# AIM OF THE EXERCISE:
What is the number of lines in the data that contain "house"? Respond with nothing else.

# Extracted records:
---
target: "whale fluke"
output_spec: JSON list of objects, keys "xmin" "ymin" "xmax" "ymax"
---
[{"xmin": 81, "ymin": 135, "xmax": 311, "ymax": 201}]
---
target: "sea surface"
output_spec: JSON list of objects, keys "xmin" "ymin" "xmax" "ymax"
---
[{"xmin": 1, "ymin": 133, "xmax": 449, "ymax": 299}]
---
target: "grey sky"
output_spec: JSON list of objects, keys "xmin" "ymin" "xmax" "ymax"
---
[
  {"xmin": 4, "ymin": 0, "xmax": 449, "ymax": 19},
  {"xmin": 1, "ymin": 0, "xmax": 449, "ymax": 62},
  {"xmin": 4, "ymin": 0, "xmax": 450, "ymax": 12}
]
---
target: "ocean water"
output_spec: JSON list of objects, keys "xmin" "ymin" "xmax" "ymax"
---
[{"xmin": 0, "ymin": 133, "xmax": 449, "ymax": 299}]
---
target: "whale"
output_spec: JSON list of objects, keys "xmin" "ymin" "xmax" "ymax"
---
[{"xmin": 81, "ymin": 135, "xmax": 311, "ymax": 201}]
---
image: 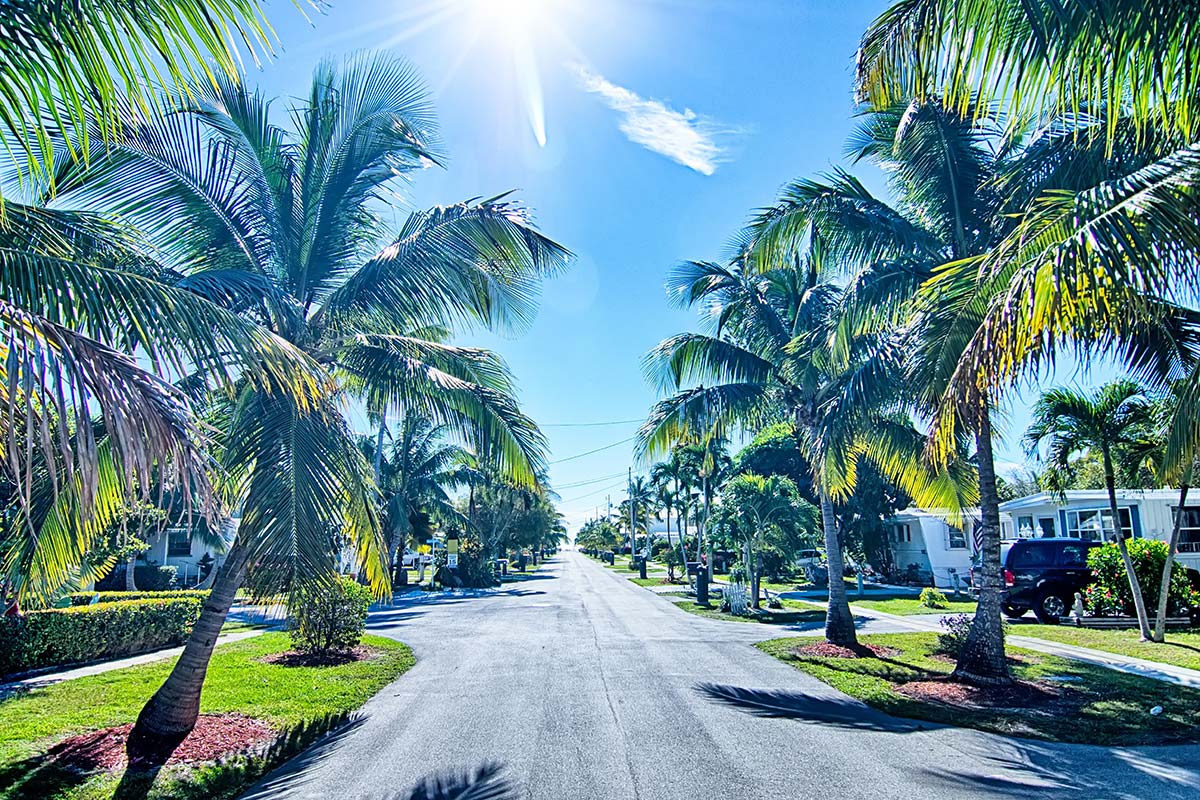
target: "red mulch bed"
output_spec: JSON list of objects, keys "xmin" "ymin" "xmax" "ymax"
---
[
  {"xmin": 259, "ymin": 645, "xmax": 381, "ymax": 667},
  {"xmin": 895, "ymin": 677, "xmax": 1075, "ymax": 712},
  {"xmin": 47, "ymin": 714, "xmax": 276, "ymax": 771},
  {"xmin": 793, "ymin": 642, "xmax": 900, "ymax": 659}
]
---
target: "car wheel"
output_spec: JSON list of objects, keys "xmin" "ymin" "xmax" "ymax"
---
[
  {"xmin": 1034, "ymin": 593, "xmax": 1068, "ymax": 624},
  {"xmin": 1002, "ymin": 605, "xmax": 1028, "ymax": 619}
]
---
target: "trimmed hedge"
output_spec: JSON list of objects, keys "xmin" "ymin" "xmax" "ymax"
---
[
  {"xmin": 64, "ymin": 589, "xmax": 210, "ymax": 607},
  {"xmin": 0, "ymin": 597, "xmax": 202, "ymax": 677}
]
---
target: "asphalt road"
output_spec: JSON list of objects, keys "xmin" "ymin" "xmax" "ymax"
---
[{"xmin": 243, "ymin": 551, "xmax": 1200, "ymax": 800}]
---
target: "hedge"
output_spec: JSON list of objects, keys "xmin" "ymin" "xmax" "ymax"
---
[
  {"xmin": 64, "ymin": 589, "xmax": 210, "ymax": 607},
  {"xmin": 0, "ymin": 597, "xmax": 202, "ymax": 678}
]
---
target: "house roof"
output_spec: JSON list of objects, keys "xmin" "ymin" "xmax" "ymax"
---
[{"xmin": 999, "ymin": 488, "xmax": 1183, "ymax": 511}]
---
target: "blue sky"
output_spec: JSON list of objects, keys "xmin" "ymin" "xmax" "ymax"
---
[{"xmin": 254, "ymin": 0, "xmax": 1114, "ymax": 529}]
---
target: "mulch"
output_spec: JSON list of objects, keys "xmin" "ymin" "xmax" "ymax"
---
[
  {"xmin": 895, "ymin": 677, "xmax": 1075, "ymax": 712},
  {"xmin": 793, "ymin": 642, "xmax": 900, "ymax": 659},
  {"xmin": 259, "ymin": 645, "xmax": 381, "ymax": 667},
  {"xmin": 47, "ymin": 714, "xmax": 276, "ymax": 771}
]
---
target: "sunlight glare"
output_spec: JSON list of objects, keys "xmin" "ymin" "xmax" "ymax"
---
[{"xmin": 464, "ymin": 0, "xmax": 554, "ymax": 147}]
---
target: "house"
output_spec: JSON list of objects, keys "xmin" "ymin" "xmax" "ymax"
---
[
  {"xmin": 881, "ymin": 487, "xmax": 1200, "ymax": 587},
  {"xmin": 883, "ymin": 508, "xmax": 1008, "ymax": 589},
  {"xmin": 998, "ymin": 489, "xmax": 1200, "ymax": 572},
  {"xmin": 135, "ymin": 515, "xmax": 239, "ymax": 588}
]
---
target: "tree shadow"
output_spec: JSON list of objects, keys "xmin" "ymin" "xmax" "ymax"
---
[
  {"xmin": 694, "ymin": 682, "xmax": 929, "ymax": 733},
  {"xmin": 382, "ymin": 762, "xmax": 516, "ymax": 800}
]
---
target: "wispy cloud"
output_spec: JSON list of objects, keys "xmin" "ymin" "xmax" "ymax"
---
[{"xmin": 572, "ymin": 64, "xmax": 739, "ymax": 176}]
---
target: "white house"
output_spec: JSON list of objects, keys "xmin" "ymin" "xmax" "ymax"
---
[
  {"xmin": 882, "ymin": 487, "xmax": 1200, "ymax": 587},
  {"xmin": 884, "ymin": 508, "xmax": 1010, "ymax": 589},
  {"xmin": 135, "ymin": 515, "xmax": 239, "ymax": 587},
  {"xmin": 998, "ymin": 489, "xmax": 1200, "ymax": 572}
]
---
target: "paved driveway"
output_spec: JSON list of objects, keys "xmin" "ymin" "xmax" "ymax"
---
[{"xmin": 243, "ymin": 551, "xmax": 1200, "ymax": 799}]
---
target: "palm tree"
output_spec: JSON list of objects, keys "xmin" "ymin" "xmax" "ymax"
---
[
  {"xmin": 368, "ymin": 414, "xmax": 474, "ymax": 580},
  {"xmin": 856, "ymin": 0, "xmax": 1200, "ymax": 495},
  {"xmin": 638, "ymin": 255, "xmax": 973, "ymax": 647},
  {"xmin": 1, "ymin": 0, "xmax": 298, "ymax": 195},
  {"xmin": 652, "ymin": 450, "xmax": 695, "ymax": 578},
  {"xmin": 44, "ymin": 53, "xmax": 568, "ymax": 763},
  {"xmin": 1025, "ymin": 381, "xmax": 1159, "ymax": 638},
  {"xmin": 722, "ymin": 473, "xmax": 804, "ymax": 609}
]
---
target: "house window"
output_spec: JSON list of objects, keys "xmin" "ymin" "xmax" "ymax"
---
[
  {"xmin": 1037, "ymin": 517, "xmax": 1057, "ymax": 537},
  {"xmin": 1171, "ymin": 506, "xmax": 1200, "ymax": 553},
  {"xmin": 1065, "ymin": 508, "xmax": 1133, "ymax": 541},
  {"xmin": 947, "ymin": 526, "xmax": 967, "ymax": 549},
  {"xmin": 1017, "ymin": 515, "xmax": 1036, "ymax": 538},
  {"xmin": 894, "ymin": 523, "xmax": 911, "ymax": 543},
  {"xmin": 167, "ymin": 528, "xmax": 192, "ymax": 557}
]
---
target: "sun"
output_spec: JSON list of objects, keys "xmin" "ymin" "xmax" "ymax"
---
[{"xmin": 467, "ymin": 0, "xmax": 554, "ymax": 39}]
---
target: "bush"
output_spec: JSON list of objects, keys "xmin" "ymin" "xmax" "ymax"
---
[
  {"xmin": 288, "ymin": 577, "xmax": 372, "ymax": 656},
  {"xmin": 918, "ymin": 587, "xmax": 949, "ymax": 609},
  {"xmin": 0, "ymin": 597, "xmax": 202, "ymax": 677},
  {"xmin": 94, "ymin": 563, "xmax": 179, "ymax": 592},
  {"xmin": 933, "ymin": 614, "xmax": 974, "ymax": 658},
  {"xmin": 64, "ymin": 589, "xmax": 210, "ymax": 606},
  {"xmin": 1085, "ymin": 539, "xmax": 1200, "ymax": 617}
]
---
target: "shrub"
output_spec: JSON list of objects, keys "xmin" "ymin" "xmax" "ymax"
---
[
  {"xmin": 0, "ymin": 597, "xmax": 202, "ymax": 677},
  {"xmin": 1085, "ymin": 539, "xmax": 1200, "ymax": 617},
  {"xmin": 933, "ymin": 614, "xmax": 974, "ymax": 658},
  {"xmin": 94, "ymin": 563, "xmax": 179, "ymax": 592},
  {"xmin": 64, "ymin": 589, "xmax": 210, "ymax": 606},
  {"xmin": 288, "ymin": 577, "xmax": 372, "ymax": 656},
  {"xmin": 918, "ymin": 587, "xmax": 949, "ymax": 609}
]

# SOLUTION TO THE PROBLEM:
4